Exercise directions. The entries below must be repeated exactly. None may be skipped.

Stored data

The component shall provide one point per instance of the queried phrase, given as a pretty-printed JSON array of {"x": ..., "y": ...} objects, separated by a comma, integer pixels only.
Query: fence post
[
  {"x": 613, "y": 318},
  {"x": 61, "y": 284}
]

Solved problem.
The component shall provide one point per instance of the queried phrase, given as a pretty-printed JSON array of {"x": ..., "y": ...} objects, separated by a comma, integer pixels only.
Query: fence post
[
  {"x": 613, "y": 318},
  {"x": 61, "y": 284}
]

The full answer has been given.